Data for this exercise ->
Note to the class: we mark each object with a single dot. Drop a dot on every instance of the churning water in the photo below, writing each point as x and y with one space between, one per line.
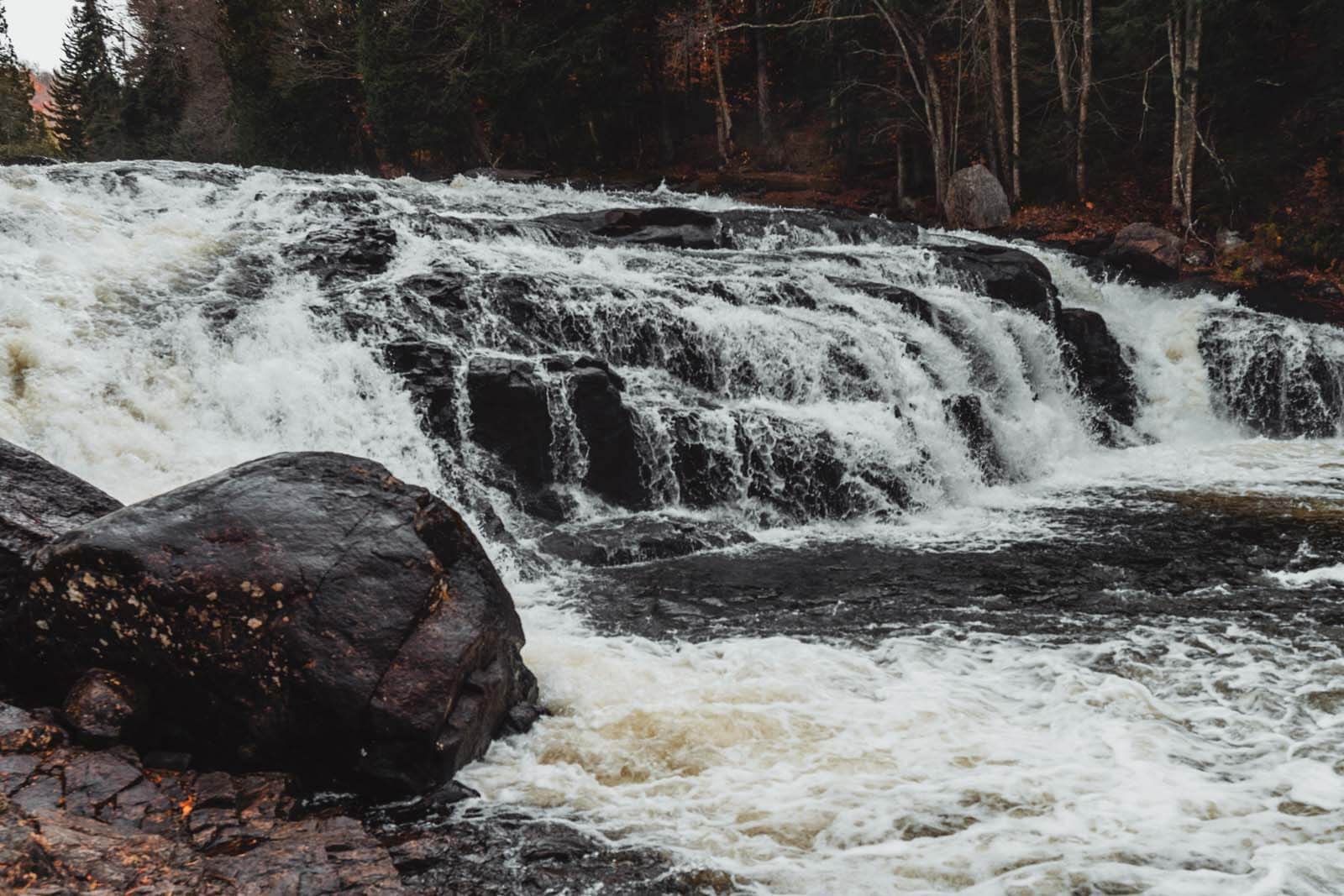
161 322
==
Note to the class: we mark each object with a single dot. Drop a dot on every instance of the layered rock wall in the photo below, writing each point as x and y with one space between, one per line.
...
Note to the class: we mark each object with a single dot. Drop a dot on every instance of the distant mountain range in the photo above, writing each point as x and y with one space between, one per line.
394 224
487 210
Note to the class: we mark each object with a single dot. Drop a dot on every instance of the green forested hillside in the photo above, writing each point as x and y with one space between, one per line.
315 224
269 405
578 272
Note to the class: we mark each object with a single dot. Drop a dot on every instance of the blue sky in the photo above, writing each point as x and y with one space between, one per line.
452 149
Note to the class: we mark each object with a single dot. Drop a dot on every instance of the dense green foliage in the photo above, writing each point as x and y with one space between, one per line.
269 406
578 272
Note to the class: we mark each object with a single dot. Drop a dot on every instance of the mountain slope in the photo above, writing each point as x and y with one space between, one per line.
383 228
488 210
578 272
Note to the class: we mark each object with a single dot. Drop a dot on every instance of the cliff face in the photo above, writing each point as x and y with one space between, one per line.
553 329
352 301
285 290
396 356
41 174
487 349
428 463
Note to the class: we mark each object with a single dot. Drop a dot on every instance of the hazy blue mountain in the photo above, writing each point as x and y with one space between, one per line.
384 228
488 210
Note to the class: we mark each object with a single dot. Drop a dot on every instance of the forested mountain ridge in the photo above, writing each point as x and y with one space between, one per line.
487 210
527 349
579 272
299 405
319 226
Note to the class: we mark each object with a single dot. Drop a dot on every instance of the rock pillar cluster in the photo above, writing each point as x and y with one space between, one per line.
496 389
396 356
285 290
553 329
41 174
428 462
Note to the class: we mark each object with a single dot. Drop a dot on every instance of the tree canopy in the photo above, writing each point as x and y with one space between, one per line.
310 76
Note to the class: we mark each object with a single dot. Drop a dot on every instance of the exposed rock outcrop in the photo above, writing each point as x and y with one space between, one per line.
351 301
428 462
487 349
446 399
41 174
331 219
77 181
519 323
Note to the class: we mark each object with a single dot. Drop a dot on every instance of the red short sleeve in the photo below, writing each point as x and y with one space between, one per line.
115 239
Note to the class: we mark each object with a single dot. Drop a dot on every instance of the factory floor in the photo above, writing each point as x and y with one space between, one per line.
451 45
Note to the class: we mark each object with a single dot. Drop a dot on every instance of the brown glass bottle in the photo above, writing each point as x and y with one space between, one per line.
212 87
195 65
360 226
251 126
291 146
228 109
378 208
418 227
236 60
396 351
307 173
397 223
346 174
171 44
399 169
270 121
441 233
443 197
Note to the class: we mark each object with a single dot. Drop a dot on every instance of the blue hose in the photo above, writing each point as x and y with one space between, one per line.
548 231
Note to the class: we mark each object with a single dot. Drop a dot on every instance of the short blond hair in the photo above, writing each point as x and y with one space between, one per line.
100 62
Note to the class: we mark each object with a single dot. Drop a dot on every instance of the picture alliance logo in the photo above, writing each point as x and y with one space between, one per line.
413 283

Work to complete -> Pull out each line of the listing above in which the word "rock" appears, and write those lines out unchanged.

Task solution ->
Note to the class: we mark each object with a single dot. Drop a dot on every instance of the layered rock wall in the photo below, writing each point as x and y with one space between, one per line.
Note to the class: we mark each object with a single dot. Drop a dot on every instance of the rock pillar cluster in the photo above, writing each point as x and y with one space between, one per line.
Note to the class: we mark each object with a single dot. Drop a dot on every instance of the exposed rock outcrop in the photo above, writing each point as x and y with one space between, one per line.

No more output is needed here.